**TUGAS YANG DIMINTA:**
a: Ringkas paragraf yang diawali "Seyogyanya, setiap orang bisa menulis puisi" dalam esai tentang kehidupan puisi di bawah menjadi daftar poin. Fakta utamanya harus tetap ada.
b: Ulangi tanpa perubahan apa pun bagian esai tentang kehidupan puisi di bawah yang dibuka dengan kata-kata berisi "Setelah itu, datang" dan ditutup dengan "disayang-sayang.".
c: Teruskan esai tentang kehidupan puisi di bawah dengan menulis bagian sesudahnya, mulai setelah kalimat terakhir yang tercantum.

**SUMBER:**
+++
Oleh Khalil Tirta Segara
““Saya
tidak belajar menulis puisi kepada Umbu, akan tetapi saya belajar kehidupan
puisi”
-Emha
Ainun Najib
Dari percikan esai Cak
Nun (16/12/2012), catatan saya ini berangkat dengan suasana yang cemas dan
bertanya-tanya, tentang kehidupan puisi yang sesungguhnya. Gerangan, seperti
apakah yang dimaksud dengan kehidupan puisi itu?
Dalam tulisan Cak Nun itu, saya menemukan
dua hal yang pantas saya curigai kembali, antara menulis puisi dan kehidupan
puisi. Di sini saya menemukan celah-celah adanya dikotomi untuk dipahami dan
ditumbuh kembangkan terus-menerus.
Seyogyanya, setiap orang bisa menulis
puisi. Yang penting ada keinginan (niat), kesabaran untuk mencatat apa saja
dalam benaknya, menyusun bahasa serapi mungkin, sepadat mungkin untuk
menyampaikan pesan. Kecakapan memilih diksi, bermain-main dengan metafora,
bahasa-bahasa simbol, menghadirkan rima atau bunyi, untuk bahan-bahan
estetikanya pada sebuah kontruksi teks. Dan yang paling penting jangan lupa
membaca puisi penyair yang sudah “mencapai”.
Setelah itu, datang ke
warnet untuk mengirim naskah puisi yang sudah selesai ditulis. Mencari alamat
media. Sejenak, berpikir ulang di depan komputer, mereka-reka, memilah-milah,
kira-kira media apa yang pas untuk puisi yang baru ditulis itu? Terbersit di
kepala, o, ternyata media ini pas untuk karakter puisi itu, media itu pas untuk
karakter puisi yang ini. Begitulah kiranya siklus dinamika perpuisian kita?
Lantas, menunggu hari minggu, berharap puisi kita yang nongol pada hari yang
telah kita nanti-nantikan. Kadang berakhir dengan perasaan kecut, kadang
berakhir dengan perasaan girang, kalau ternyata ada media memuat puisi yang
disayang-sayang.
+++
**INFORMASI YANG DIBERIKAN:**

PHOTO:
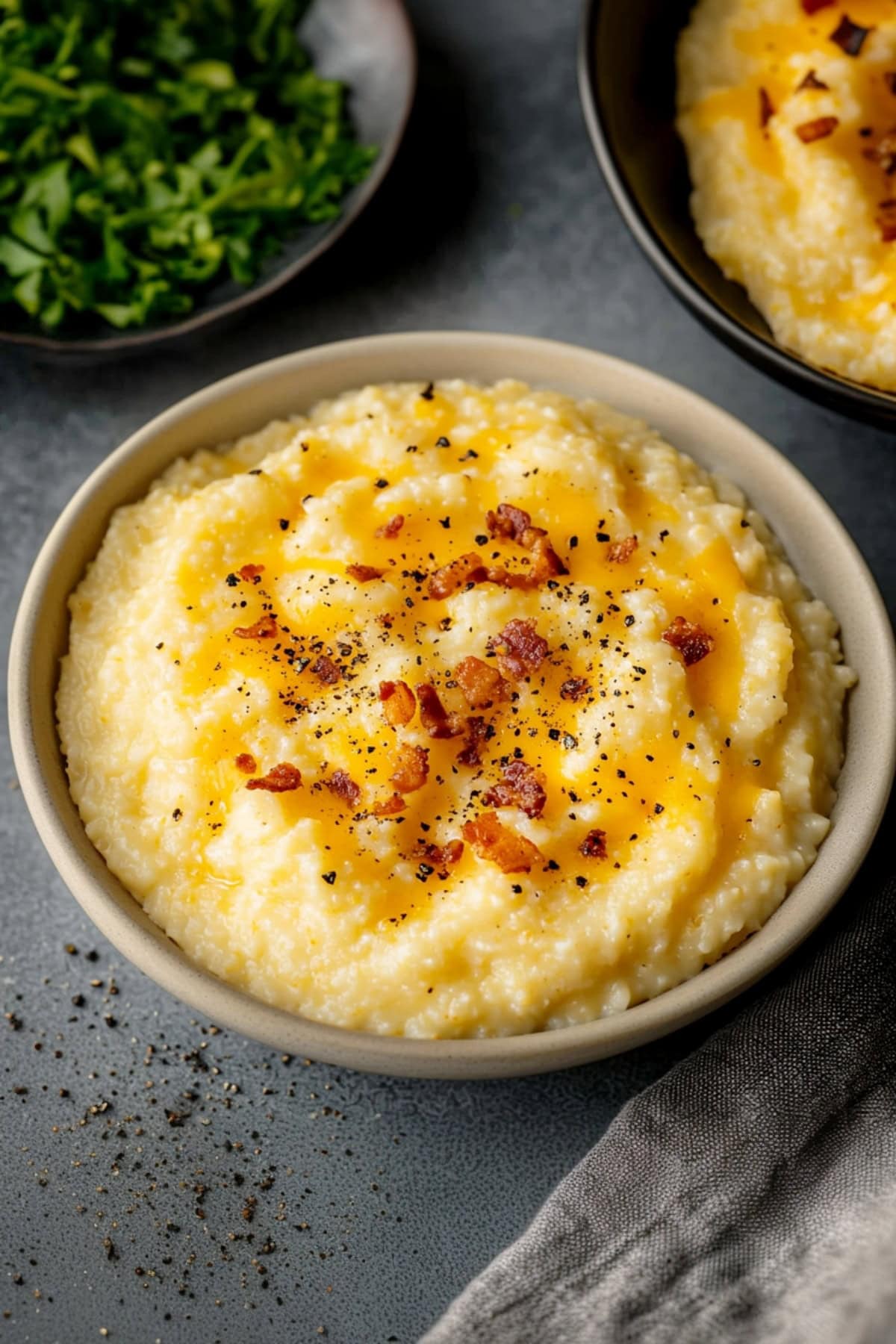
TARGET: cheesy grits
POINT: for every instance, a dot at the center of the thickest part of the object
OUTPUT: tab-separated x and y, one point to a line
+++
**DAFTAR JAWABAN:**
a:
- Pada dasarnya setiap orang bisa menulis puisi.
- Yang dibutuhkan adalah niat, kesabaran untuk mencatat apa saja dalam benak, dan kemampuan menyusun bahasa serapi serta sepadat mungkin untuk menyampaikan pesan.
- Penulis perlu cakap memilih diksi, bermain dengan metafora dan bahasa simbol, serta menghadirkan rima atau bunyi sebagai bahan estetika dalam konstruksi teks.
- Yang paling penting adalah membaca puisi penyair yang sudah "mencapai".

b:
Setelah itu, datang ke
warnet untuk mengirim naskah puisi yang sudah selesai ditulis. Mencari alamat
media. Sejenak, berpikir ulang di depan komputer, mereka-reka, memilah-milah,
kira-kira media apa yang pas untuk puisi yang baru ditulis itu? Terbersit di
kepala, o, ternyata media ini pas untuk karakter puisi itu, media itu pas untuk
karakter puisi yang ini. Begitulah kiranya siklus dinamika perpuisian kita?
Lantas, menunggu hari minggu, berharap puisi kita yang nongol pada hari yang
telah kita nanti-nantikan. Kadang berakhir dengan perasaan kecut, kadang
berakhir dengan perasaan girang, kalau ternyata ada media memuat puisi yang
disayang-sayang.

c:
Tetapi untuk penyair yang sudah dianggap
mapan oleh media tertentu, biasanya, redaktur hanya menentukan jadwal pemuatan.
Minggu ini puisinya siapa yang keluar, minggu selanjutnya milik penyair siapa
yang keluar. Sampai pada akhirnya, terciptalah semacam mainstream atau sejenis
barometer sebuah karya puisi di benak kita. Misalnya, dengan anggapan yang
sudah lazim; seseorang bisa dianggap penyair atau puisi dianggap bermutu kalau
sudah pernah dimuat di mesia A, di koran B, di majalah Z atau yang sejenis.
Lalu generasi setelahnya menjadikannya sebagai rujukan kepenulisan.
Tak dapat dipungkiri,
pada akhirnya kita berduyun-duyun untuk menulis puisi dan mengirimkannya ke
media tertentu tersebut, agar eksistensi segera mendapatkan pengakuan khalayak,
bahwa kita “penyair”, bahwa puisi kita sudah bermutu.
Namun bukan hanya “media” yang telah
menjadi standar umum dalam kerja puisi kita selama ini, akan tetapi, juga
muncul semacam sindrom yang menggurita di benak kita, bahwa seseorang
dimantabkan dan ditokohkan sebagai penyair hebat apabila pernah diundang dalam
pertemuan ini dan itu. Sementara di sisi lain, orang-orang yang menghidupi
komunitas-komunitas kecil di kampung-kampung, di gang-gang, di tempat-tempat
terpencil dengan niat belajar bersama, bekerja dengan masyarakatnya,
menyediakan media kecil untuk pertumbuhan pengetahuan mereka yang terbelakang,
justru terabaikan, dan tak dianggap ada dalam khazanah sastra kita. Ironisnya
lagi, orang-orang yang sudah dianggap mapan itu seperti hidup dalam dunia lain,
di puncak menara yang jauh. Dunia yang hanya berisi dia, dan yang setara
dengannya. Inilah yang kemudian menyeret dunia puisi berada dalam titik
arogansi; antara pertemuan para satrawan di sebuah halaman yang mewah dan perangkap
media yang menghegemoni dalam skala politik identitas.
Dengan demikian,
disadari atau tidak, situasi menyeret kita menulis hanya untuk dimuat di koran.
Lalu diam-diam kita bermimpi tentang sebuah taman dan meja makan yang
menyemerbakkan aroma daging panggang yang lezat. Seolah-olah kita dituntut
untuk selalu berdiam diri di kamar, menekuri puisi, mengelus-elus kata di
tengah bayang-bayang kenyataan yang hancur. Lantas, di manakah kehidupan yang
nyata itu kita peragakan? Dalam bahasa lambang yang tak berefek apa-apa, dalam
rima yang tak berefek apa-apa, atau dalam bahasa yang tak menggugah nilai-nilai
kemanusiaan yang kian terpendam? Mari kita berjalan lagi.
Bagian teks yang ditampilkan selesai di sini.